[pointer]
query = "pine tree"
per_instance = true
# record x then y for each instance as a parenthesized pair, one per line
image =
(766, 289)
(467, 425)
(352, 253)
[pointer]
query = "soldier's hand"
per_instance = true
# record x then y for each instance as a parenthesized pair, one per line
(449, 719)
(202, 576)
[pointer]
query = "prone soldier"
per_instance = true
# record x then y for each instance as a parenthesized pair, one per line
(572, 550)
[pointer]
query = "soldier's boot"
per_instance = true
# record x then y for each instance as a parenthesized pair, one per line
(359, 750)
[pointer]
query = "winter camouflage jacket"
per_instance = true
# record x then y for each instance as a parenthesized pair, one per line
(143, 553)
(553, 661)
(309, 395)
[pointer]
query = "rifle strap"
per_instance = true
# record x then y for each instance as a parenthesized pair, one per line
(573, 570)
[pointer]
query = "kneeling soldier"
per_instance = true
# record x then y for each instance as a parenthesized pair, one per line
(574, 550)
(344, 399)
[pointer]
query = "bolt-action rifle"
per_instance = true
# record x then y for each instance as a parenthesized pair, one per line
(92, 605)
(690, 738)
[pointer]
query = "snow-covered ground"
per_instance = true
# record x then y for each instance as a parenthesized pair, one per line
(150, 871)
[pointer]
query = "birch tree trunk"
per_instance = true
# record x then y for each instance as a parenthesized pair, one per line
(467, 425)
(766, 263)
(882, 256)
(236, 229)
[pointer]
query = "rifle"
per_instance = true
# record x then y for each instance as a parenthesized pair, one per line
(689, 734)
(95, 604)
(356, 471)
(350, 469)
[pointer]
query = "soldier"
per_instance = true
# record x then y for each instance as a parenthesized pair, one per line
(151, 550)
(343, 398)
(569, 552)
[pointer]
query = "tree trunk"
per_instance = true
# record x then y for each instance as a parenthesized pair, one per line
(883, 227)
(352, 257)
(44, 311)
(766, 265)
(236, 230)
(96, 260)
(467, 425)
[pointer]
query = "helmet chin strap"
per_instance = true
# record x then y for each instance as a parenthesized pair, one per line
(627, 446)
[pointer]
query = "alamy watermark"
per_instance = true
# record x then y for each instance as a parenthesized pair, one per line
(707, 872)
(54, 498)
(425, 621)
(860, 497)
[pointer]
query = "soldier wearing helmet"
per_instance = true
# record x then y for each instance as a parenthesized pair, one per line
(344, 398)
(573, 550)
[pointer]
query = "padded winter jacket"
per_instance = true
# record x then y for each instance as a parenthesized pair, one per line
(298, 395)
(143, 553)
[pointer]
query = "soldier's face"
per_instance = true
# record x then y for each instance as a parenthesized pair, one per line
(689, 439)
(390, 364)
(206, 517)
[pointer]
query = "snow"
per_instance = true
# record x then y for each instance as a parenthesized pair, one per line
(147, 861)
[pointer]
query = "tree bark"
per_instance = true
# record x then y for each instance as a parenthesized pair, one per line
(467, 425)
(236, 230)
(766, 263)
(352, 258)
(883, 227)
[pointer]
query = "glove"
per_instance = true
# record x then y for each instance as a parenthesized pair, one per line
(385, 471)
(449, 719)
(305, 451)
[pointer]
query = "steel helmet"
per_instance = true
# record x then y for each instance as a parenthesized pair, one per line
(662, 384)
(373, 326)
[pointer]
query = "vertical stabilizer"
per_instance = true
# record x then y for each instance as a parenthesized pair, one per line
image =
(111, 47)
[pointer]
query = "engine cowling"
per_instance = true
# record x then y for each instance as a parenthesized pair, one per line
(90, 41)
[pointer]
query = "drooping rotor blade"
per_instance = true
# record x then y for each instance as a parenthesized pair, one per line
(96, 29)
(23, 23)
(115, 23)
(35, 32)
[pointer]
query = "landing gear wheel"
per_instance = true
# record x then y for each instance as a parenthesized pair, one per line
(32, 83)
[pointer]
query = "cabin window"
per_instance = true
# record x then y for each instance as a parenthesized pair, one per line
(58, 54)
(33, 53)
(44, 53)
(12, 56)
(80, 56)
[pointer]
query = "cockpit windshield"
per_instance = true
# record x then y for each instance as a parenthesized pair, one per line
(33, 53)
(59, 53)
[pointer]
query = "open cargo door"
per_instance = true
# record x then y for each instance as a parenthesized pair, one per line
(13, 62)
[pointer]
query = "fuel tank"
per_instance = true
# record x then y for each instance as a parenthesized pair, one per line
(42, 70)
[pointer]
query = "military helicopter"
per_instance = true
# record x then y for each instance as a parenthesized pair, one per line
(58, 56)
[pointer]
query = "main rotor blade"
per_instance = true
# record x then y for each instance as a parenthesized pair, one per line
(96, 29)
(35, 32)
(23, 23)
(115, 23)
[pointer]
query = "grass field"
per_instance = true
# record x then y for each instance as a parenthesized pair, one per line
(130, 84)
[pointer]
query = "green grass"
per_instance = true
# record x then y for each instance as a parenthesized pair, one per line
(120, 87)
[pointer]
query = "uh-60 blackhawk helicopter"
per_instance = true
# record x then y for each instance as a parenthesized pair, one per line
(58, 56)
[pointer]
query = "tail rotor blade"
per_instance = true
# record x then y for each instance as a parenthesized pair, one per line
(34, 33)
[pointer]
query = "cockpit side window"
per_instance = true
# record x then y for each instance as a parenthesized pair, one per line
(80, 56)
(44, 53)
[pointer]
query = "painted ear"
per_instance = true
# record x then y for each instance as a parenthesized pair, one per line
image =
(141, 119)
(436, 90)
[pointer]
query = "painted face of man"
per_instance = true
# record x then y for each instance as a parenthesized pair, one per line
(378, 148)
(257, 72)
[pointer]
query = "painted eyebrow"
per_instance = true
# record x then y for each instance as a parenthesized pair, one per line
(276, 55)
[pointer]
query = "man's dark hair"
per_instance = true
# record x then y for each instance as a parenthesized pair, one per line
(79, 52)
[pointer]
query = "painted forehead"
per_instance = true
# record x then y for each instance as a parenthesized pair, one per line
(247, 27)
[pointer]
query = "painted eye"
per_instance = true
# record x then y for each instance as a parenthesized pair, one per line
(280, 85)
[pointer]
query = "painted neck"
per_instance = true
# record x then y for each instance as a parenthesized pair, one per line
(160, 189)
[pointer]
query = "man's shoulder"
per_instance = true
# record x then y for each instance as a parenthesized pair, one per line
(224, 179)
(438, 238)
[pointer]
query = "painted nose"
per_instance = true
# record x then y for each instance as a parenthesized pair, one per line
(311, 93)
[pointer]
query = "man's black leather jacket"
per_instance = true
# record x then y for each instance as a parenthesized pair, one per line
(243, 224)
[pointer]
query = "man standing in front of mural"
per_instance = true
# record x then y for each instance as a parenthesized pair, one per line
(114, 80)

▬▬▬

Return all the data above once more, precisely as given.

• _RESPONSE_:
[pointer]
query = "pine tree"
per_instance = true
# record x then y for each instance as a parenthesized pair, one per line
image =
(766, 289)
(467, 425)
(352, 253)
[pointer]
query = "soldier's hand"
per_instance = true
# record x then y for each instance as a parenthesized pair, one per line
(449, 719)
(202, 576)
[pointer]
query = "prone soldier"
per_instance = true
# record x then y for each instance as a parenthesized pair, one per line
(572, 550)
[pointer]
query = "soldier's boot"
per_instance = true
# record x then y for each instance as a parenthesized pair, one per line
(359, 750)
[pointer]
query = "winter camouflage jacket"
per_instance = true
# record x then y for each instance as a parenthesized pair, one per line
(143, 553)
(553, 661)
(309, 395)
[pointer]
query = "rifle strap"
per_instance = true
# record x then y for each instance as a parenthesized pair, one per line
(573, 570)
[pointer]
query = "kneeling soldier"
per_instance = true
# record x then y for each instance as a parenthesized pair, one per line
(574, 550)
(344, 399)
[pointer]
query = "bolt-action rifle"
per_instance = true
# record x then y for each instance as a parenthesized pair, one per line
(92, 605)
(690, 738)
[pointer]
query = "snow-covered ground"
per_instance = true
# record x then y for each instance as a parenthesized pair, one per line
(150, 871)
[pointer]
query = "birch tree trunk"
per_instance = true
# record x then y for each instance as a parenthesized pair, one per line
(467, 425)
(766, 263)
(882, 256)
(236, 229)
[pointer]
query = "rifle"
per_instance = true
# record x then y for each instance as a parenthesized pair, one per line
(689, 734)
(95, 604)
(356, 471)
(350, 469)
[pointer]
query = "soldier"
per_instance = true
# record x then y for each instance as a parenthesized pair, one per line
(151, 550)
(343, 398)
(569, 552)
[pointer]
query = "tree trunk"
per_instance = true
# record x then y for each instance as a parenthesized pair, one per line
(883, 227)
(352, 257)
(44, 311)
(766, 265)
(236, 230)
(96, 260)
(467, 425)
[pointer]
query = "helmet chin strap"
per_instance = true
# record x then y for each instance as a parenthesized pair, one per line
(627, 446)
[pointer]
query = "alamy watermark"
per_instance = true
# record x then y for each instance as a parenthesized pair, one per line
(707, 872)
(54, 498)
(425, 621)
(860, 497)
[pointer]
query = "soldier wearing helmet"
per_instance = true
# record x then y for each instance as a parenthesized pair, one per line
(344, 398)
(573, 550)
[pointer]
query = "padded winter jacket"
per_instance = true
# record x then y for each instance as a parenthesized pair, one per line
(298, 395)
(143, 553)
[pointer]
query = "soldier's face"
per_instance = true
# record x then y for each instance as a parenthesized pair, one per line
(689, 439)
(390, 364)
(206, 517)
[pointer]
query = "snow"
per_instance = true
# record x then y for each instance as a parenthesized pair, one per line
(147, 861)
[pointer]
query = "tree bark"
per_instance = true
# record x then y for each instance as a parenthesized pair, one per line
(467, 425)
(236, 230)
(766, 263)
(352, 258)
(883, 227)
[pointer]
query = "glove"
per_instance = true
# record x then y for each instance as a parenthesized pair, one per line
(385, 471)
(449, 719)
(305, 451)
[pointer]
query = "steel helmet"
per_instance = true
# record x then y for each instance as a parenthesized pair, one per line
(662, 384)
(373, 326)
[pointer]
query = "vertical stabilizer"
per_instance = true
# record x then y for each instance as a parenthesized pair, one per line
image =
(111, 47)
[pointer]
query = "engine cowling"
per_instance = true
# record x then y for each instance as a parenthesized pair, one per line
(90, 41)
[pointer]
query = "drooping rotor blade"
per_instance = true
# record x then y for each instance as a parenthesized pair, one per line
(96, 29)
(23, 23)
(115, 23)
(35, 32)
[pointer]
query = "landing gear wheel"
per_instance = true
# record x then y for each instance as a parenthesized pair, one per line
(32, 83)
[pointer]
query = "cabin window"
per_instance = true
# record x then y for each instance as a parenthesized pair, one per line
(58, 54)
(33, 53)
(44, 53)
(12, 56)
(80, 56)
[pointer]
query = "cockpit windshield"
per_instance = true
# record x then y for each instance as a parenthesized pair, one per line
(33, 53)
(59, 53)
[pointer]
query = "open cargo door"
per_instance = true
# record x then y for each instance as a parenthesized pair, one per line
(13, 62)
[pointer]
query = "fuel tank"
per_instance = true
# record x then y for each instance as a parenthesized pair, one per line
(42, 70)
[pointer]
query = "military helicopter"
per_instance = true
# record x then y for each instance as a parenthesized pair, one per line
(58, 56)
[pointer]
query = "main rotor blade"
per_instance = true
# record x then y for each instance as a parenthesized pair, one per line
(96, 29)
(35, 32)
(23, 23)
(115, 23)
[pointer]
query = "grass field"
per_instance = true
# record x then y for each instance as a parenthesized pair, one per line
(130, 84)
[pointer]
query = "green grass"
per_instance = true
# record x then y for each instance as a parenthesized pair, one per line
(120, 87)
[pointer]
query = "uh-60 blackhawk helicopter"
per_instance = true
# record x then y for each instance as a parenthesized pair, one per line
(58, 56)
[pointer]
query = "tail rotor blade"
per_instance = true
# record x then y for each instance as a parenthesized pair, one per line
(34, 33)
[pointer]
query = "cockpit side window"
per_instance = true
# record x then y for each instance as a parenthesized pair, one per line
(80, 56)
(44, 53)
[pointer]
query = "painted ear"
per_instance = true
# record x then y for each instance as a parenthesized pair, one per line
image =
(141, 119)
(436, 90)
[pointer]
query = "painted face of man"
per_instance = true
# record x then y for each instance as a parenthesized pair, one per line
(378, 148)
(257, 72)
[pointer]
query = "painted eyebrow"
per_instance = true
# record x then y for each instance as a parenthesized pair, one per line
(276, 55)
[pointer]
query = "man's dark hair"
per_instance = true
# record x then y for each instance as a parenthesized pair, one per line
(79, 52)
[pointer]
query = "painted forehead"
per_instance = true
# record x then y for each instance as a parenthesized pair, one per line
(247, 27)
[pointer]
query = "painted eye"
per_instance = true
# record x then y for each instance as a parenthesized pair, one per line
(280, 85)
[pointer]
query = "painted neck"
per_instance = true
# record x then y for each instance as a parenthesized pair, one per line
(160, 189)
[pointer]
query = "man's shoulder"
per_instance = true
# record x then y for each instance as a parenthesized pair, one per line
(224, 179)
(438, 238)
[pointer]
query = "painted nose"
per_instance = true
# record x then y for each instance as a parenthesized pair, one per line
(311, 93)
[pointer]
query = "man's black leather jacket"
per_instance = true
# record x then y for each instance as a parenthesized pair, one per line
(243, 224)
[pointer]
query = "man standing in front of mural"
per_instance = true
# record x then y for each instance as a parenthesized pair, one per line
(114, 80)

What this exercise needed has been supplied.